>> start Raw records
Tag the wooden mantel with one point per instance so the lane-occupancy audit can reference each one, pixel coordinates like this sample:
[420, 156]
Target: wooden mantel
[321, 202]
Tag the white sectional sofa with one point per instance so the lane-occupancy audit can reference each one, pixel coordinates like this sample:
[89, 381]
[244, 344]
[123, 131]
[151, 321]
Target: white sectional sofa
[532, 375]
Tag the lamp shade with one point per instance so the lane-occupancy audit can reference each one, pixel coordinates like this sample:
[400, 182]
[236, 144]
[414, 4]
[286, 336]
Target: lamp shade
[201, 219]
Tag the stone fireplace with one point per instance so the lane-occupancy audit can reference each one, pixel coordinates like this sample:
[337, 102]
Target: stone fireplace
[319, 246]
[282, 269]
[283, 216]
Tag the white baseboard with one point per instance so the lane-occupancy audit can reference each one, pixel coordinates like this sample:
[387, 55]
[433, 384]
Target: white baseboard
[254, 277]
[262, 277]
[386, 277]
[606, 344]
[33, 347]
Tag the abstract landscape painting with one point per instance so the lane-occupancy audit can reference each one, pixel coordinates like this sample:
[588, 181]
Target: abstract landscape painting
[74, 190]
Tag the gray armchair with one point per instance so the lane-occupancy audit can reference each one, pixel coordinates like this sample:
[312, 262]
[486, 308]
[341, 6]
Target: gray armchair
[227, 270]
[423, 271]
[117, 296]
>> end Raw records
Copy out each record, keeping every word as it is.

Tag the wooden mantel with one point per instance so the lane-occupancy audit can reference each one, pixel coordinates like this sample:
[420, 156]
Target: wooden mantel
[321, 202]
Tag the white sectional sofa with one point per instance so the lane-occupancy audit can reference each one, pixel coordinates like this sample:
[89, 381]
[244, 344]
[123, 131]
[151, 321]
Target: white sectional sofa
[532, 375]
Tag the lamp shade with one point per instance so the lane-occupancy audit can reference each one, pixel coordinates like this sample:
[400, 182]
[236, 144]
[414, 4]
[286, 336]
Target: lamp shade
[201, 219]
Tag the stone fireplace with one point per instance so the lane-occupancy audit can reference each one, pixel coordinates like this sample:
[337, 102]
Target: stone fireplace
[319, 246]
[282, 269]
[283, 216]
Tag the white baseboard with one point per instance so the lane-occupancy audit can reference each one, pixel coordinates like this sample:
[387, 55]
[433, 384]
Target: white baseboard
[254, 277]
[262, 277]
[386, 277]
[606, 344]
[33, 347]
Tag the abstract landscape painting with one point per instance so the lane-occupancy audit can reference each one, pixel coordinates like this sample:
[588, 181]
Target: abstract landscape painting
[74, 190]
Tag the gray armchair with one point per instance so the lane-occupancy audit can reference each one, pixel coordinates like this sample:
[312, 262]
[486, 308]
[341, 6]
Target: gray armchair
[227, 270]
[423, 271]
[117, 296]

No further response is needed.